--- Texto de origen ---

Para Aristóteles, el término entelecheia hace referencia a cierto tipo de existencia en el que una cosa está trabajando activamente en sí misma en oposición al concepto de potencialidad: la entelecheia es un trabajo activo hacia la consecución de un fin, intrínseco a la misma cosa. Pero es también ese fin, ese estado en que la entidad ha realizado todas sus potencialidades, y por tanto, ha alcanzado la perfección.
Por ejemplo, el árbol es entelequia de la semilla, el objeto hacia el que la semilla tiende, sin influencias externas de otros entes, con el objetivo de realizar todas sus potencialidades. Y al mismo tiempo, la entelequia es lo que impulsa a la semilla a crecer y convertirse en un árbol.
¿Cuál es, entonces, la semilla (entelequia) de la Argentina como país, y cuál la de la sociedad argentina como resultado de esa cosecha natural?
Somos una nación rica –indudablemente rica- que debió crecer fuerte, sólida y sanamente de la mano del trabajo, que en este caso debía ser sólo un valor agregado. Nada había que forzar, ningún escollo que superar, y mucho menos ninguna naturaleza que torcer. Un amplio hábitat, la benignidad climática, la insólita relación población-territorio que envidia cualquier nación de la Tierra se unieron en el tiempo con un elemento no siempre virtuoso en la historia mundial pero que si lo fue en estos lares: la inmigración.
Porque aquello que en tantos lugares ha supuesto tensiones, persecuciones y hasta guerras, aquí representó, sin lugar a dudas, una “segunda oportunidad”.
Si aceptamos que el divorcio colonia-nación que estalla en 1810, se consolida sólo formalmente en 1816 y se enfrenta desde entonces y hasta 1860 en la larga, sangrienta y tediosa guerra interna del país, nos estaba proyectando sobre el siglo XX con apenas algunas de las cosas importantes resueltas, deberemos concluir que la llegada masiva de los inmigrantes permitió suplantar con su trabajo a tres generaciones de nacionales muy habituados a la pelea, el discurso y la diatriba pero ciertamente muy lejos de la eficiencia que hacía falta para construir una nación moderna.
Y esa bendición por suplantación del orden natural se repetiría treinta y cuarenta años después cuando la segunda ola migratoria traería a esta zona los albores de la industrialización y dejaría por lo demás la marca indeleble de las nuevas tendencias sociales que algunos años después tomarían colores nacionales para consolidar doctrinas y organizaciones obreras modernas y de tono propio.

---

Para hacer:
a - En el texto sobre la entelequia y la Argentina, ¿de qué es entelequia el árbol según el ejemplo que se da?
b - Sigue escribiendo el texto sobre la entelequia y la Argentina a partir de donde termina.
No hace falta usar los datos para estas tareas.

--- Datos de origen ---

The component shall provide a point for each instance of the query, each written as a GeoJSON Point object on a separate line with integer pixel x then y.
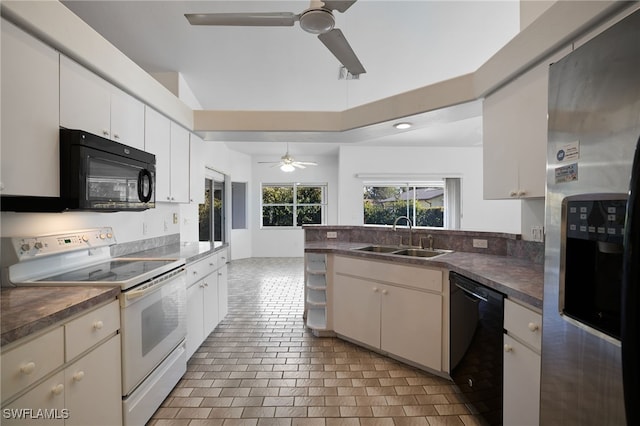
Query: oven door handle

---

Respuestas por tarea:
a - De la semilla.

b -
Aceptemos entonces que ya la entelequia argentina estaba a pleno: nada de lo que debía ser “desde nosotros mismos” había logrado superar el escalón dialéctico; lo que se hacía, lo que se construía y lo que nos hacía crecer, venía de afuera. Aunque recurrentemente, entonces y ahora, insistamos en reivindicar lo propio como parte de una cultura que en realidad nunca existió.
Porque así como queremos ignorar que la mano de obra laboriosa del inmigrante que llegaba a estas tierras escapando de la hambruna europea fue la que construyó los cimientos físicos de la Argentina, también insistimos en criticar salvajemente las “ideas foráneas” sin detenernos a pensar que ellas hacen pié en nuestra sociedad debido a la carencia absoluta de de las propias.
Mayo fue la lucha entre “afrancesados” y “anglófilos”; las guerras intestinas repitieron la controversia, llevándola ya peligrosamente al terreno de la dominación económica que se consolidaría de la mano de los “triunfadores” a partir de Pavón. Ese modelo sólo entraría en crisis después de la Segunda Guerra Mundial, y no por cierto por la acción -ni siquiera la selección- nacional, sino como resultado de la misma y el nacimiento de una nueva hegemonía.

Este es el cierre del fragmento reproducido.